RICHIESTA ASSEGNATA A: Disponi le righe dei record come lista JSON di stringhe, una stringa per riga, omettendo le righe vuote e i riferimenti alle immagini.

TESTO ESTRATTO:

Comunque, che la “soluzione politica” sia un obiettivo di tutte le forze istituzionali e non, a livello europeo ed internazionale, è cosa chiara. Nella rifondazione della “democrazia occidentale” vogliono trovare posto tutti, comprese quelle forze sociali che lavorano per un’opzione politica in autonomia ai progetti propriamente imperialisti e in alternativa alla rivoluzione.

Anche quest’opzione può solo passare sul cadavere politico della guerriglia, a cui tutte queste forze, ciascuna con il suo apporto e dal suo punto di vista, da molto tempo stanno cercando di preparare il funerale.

Ma la realtà dice altro.

C’è un mutamento degli equilibri strategici. Decisive sono le spinte che provengono dal grande sommovimento di soggettività che si sta sviluppando a livello internazionale:

– la Palestina occupata in fiamme per la continuità della lotta in una strategia di lunga durata, sta ponendo a tutti la questione concreta dell’internazionalismo;

– lo sviluppo di dibattito, confronto e pratica tra soggettività diverse attorno al vertice del FMI di settembre ’88 è il banco di prova su cui si sta misurando l’espressione concreta di un grande potenziale di lotta proletaria e rivoluzionaria che ha già fatto sentire la sua voce anche nel Centro e Sud America.

Tutto questo costituisce terreno concreto su cui può trovare un suo nuovo sviluppo la proposta del fronte rivoluzionario, che si è costituita a partire dalle condizioni imposte dallo scontro tra imperialismo e rivoluzione. E parliamo di noi, prigionieri rivoluzionari. Partiamo dunque dallo scontro di classe; partiamo da quest’altezza dello scontro tra imperialismo e rivoluzione. E partiamo anche dalla nostra militanza per riuscire ad essere identità e collettività dentro gli orientamenti generali.

Perché crediamo che, nella chiarezza delle nostre convinzioni politiche, nella forza che ci dà la coscienza che ci stiamo formando in questi anni di battaglia da trincea, possiamo fare un passo autenticamente collettivo che è più valido di ogni discorso “sulla politica”.

RICHIESTA ASSEGNATA B:
Rispondi in base al testo estratto:
(i) Sul cadavere politico di chi può solo passare anche l'opzione politica alternativa?
(ii) Quale vertice, e di quale data, viene indicato come banco di prova?
(iii) Come si definiscono gli autori quando dicono "E parliamo di noi"?

RECORD FORNITI:
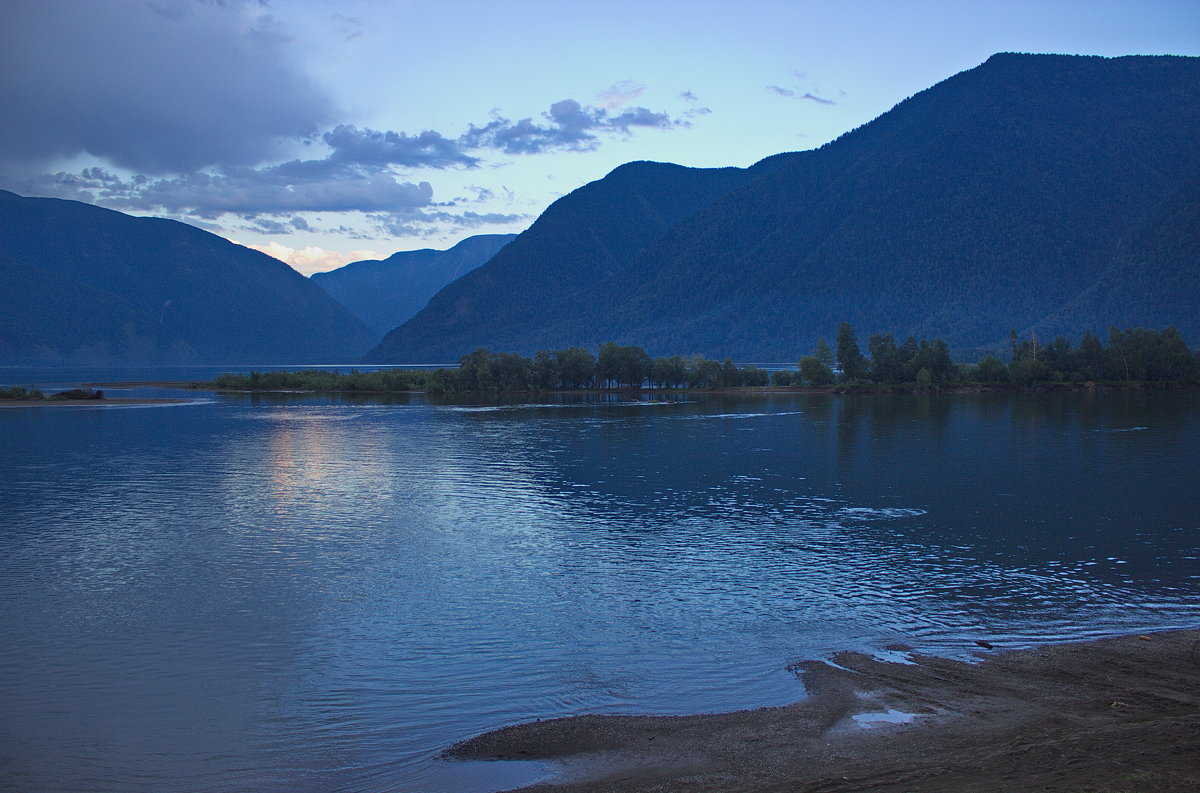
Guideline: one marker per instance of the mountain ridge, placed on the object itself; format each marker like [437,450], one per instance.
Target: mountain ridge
[983,203]
[87,284]
[385,293]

RISULTATO A:
[
  "Guideline: one marker per instance of the mountain ridge, placed on the object itself; format each marker like [437,450], one per instance.",
  "Target: mountain ridge",
  "[983,203]",
  "[87,284]",
  "[385,293]"
]

RISULTATO B:
(i) Della guerriglia.
(ii) Il vertice del FMI di settembre ’88.
(iii) Prigionieri rivoluzionari.